◆ Task details ◆
Identify and copy each line in the data that contains the word "hair".

◆ Records supplied ◆

=-=-=

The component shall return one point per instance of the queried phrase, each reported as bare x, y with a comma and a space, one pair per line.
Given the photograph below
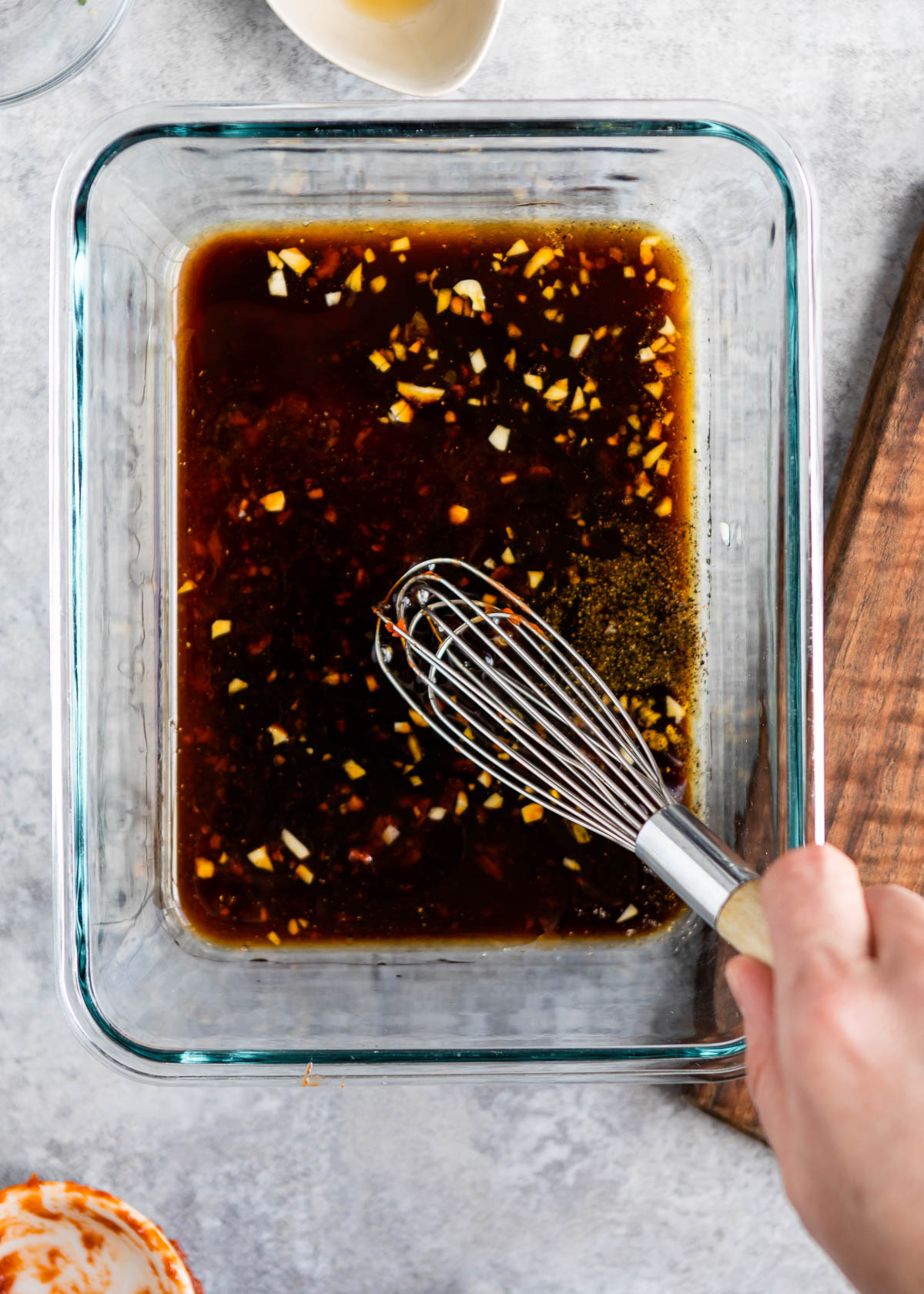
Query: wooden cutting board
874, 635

=-=-=

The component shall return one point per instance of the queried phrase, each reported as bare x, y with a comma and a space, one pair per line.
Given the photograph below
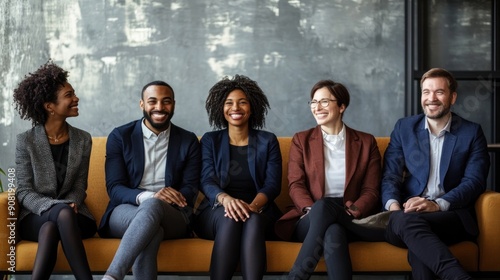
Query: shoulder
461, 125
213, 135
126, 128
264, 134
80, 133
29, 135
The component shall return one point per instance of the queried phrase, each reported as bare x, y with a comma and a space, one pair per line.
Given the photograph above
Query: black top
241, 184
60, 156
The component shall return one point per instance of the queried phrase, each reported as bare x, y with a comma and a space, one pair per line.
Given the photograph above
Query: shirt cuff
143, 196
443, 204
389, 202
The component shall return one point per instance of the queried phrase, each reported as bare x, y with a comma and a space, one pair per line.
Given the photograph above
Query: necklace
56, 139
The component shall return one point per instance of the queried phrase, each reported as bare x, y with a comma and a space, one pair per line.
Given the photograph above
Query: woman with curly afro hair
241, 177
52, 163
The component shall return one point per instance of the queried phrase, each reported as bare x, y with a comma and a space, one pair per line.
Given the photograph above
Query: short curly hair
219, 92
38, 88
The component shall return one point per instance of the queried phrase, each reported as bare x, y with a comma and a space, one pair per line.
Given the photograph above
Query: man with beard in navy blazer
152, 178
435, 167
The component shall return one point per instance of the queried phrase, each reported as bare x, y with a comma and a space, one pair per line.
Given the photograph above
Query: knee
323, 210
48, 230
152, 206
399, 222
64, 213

=-=-=

◆ Result of this exercise ◆
Query: woman with curly afro hair
Query: short curly hair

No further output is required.